→ **Tâches à réaliser**
• A. Selon le texte fourni, de qui saint Irénée était-il le disciple ?
• B. Modifiez le passage du texte fourni qui va de « D’ailleurs, ils suivaient » à « (Tite 3, 10). » en y remplaçant « saint Paul » par « l'apôtre Paul ».

→ **Texte fourni**
# # #
Saint Ignace d’Antioche, martyr du IIe siècle, a écrit plusieurs lettres à différentes Églises avant d’être martyrisé. Dans ces lettres, on trouve des expressions telles que celles-ci à propos des hérétiques : « bêtes féroces » (Eph. 7) ; « loups rapaces » (Phil. 2,2) ; chiens méchants qui attaquent perfidement (Eph. 7) ; bêtes à visage humain (Smyrn. 4,1) ; herbes du diable (Eph. 10,1) ; plantes parasites que le Père n’a pas plantées (Tral. 11) ; plantes destinées au feu éternel (Eph. 16,2) ».
Cette manière de traiter les hérétiques, comme on le voit, suivait de près les exemples de saint Jean-Baptiste qui appelait les scribes et les pharisiens « race de vipères », et de Notre Seigneur Jésus-Christ qui les qualifiait d’« hypocrites » et de « sépulcres blanchis ».
Les apôtres ont également agi de la sorte. Saint Irénée, martyr du IIe siècle et disciple de saint Polycarpe, qui était lui-même disciple de saint Jean l’Évangéliste, rapporte qu’un jour, l’apôtre se rendit aux bains, mais qu’il s’en retira sans se laver car il y avait vu Corinthe, un hérétique qui niait la divinité de Jésus-Christ, craignant, disait-il, que le bâtiment ne s’écroule, car Corinthus, ennemi de la vérité, s’y trouvait. Le même saint Polycarpe, rencontrant un jour Marcion, hérétique docétiste, et celui-ci lui demandant s’il le connaissait, répondit le saint : « Sans aucun doute, tu es le premier-né de Satan ».
D’ailleurs, ils suivaient en cela le conseil de saint Paul : « Évite l’hérétique, après un ou deux avertissements, car il est déjà pervers et se condamne lui-même » (Tite 3, 10).
Saint Polycarpe lui-même, s’il rencontrait par hasard un hérétique, se bouchait les oreilles et s’écriait : « Dieu de bonté, pourquoi m’as-tu gardé sur terre pour que je supporte de telles choses ? » Et il s’enfuyait immédiatement pour éviter une telle compagnie.
Au IVe siècle, saint Athanase raconte que saint Antoine l’ermite qualifiait les discours des hérétiques de poisons pires que ceux des serpents.
# # #
→ **Extraits de données**
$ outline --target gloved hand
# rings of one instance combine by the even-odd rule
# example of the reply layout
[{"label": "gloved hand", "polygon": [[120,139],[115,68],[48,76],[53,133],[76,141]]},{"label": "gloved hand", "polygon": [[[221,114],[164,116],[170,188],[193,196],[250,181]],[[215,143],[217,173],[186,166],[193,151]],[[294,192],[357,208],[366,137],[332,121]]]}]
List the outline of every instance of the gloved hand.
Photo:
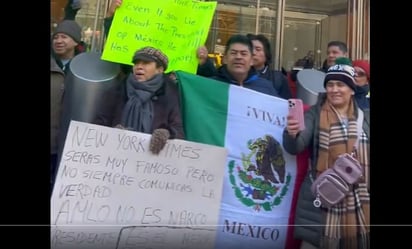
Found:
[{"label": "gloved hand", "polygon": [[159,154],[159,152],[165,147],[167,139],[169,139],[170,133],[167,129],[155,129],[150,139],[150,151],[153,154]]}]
# # #
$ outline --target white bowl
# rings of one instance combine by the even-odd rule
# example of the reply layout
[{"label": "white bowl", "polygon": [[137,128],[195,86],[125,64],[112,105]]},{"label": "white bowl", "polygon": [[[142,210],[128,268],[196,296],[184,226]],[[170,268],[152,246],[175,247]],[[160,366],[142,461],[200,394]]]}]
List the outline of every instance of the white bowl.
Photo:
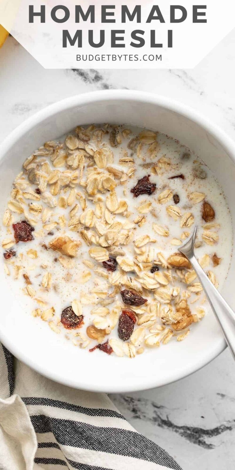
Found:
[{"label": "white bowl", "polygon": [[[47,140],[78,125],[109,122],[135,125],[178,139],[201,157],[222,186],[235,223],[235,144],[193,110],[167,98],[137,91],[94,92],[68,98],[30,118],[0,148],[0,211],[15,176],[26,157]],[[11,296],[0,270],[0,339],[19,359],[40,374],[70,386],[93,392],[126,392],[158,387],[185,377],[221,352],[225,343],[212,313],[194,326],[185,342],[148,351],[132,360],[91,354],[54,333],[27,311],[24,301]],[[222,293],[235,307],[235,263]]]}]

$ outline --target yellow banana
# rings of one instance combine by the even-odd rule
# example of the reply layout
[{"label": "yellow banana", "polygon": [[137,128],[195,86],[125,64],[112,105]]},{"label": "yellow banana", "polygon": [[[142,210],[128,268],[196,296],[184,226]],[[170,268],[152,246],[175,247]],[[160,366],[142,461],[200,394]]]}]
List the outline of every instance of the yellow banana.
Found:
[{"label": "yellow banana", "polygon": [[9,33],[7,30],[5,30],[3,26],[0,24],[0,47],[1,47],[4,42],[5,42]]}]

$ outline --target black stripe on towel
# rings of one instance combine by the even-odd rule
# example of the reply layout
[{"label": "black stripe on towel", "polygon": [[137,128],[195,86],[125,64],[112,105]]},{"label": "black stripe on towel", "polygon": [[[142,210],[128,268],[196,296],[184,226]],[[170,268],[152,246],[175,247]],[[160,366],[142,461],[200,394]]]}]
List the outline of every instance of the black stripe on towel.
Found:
# # #
→ **Réponses par tâche**
• A. De saint Polycarpe.

• B.
D’ailleurs, ils suivaient en cela le conseil de l'apôtre Paul : « Évite l’hérétique, après un ou deux avertissements, car il est déjà pervers et se condamne lui-même » (Tite 3, 10).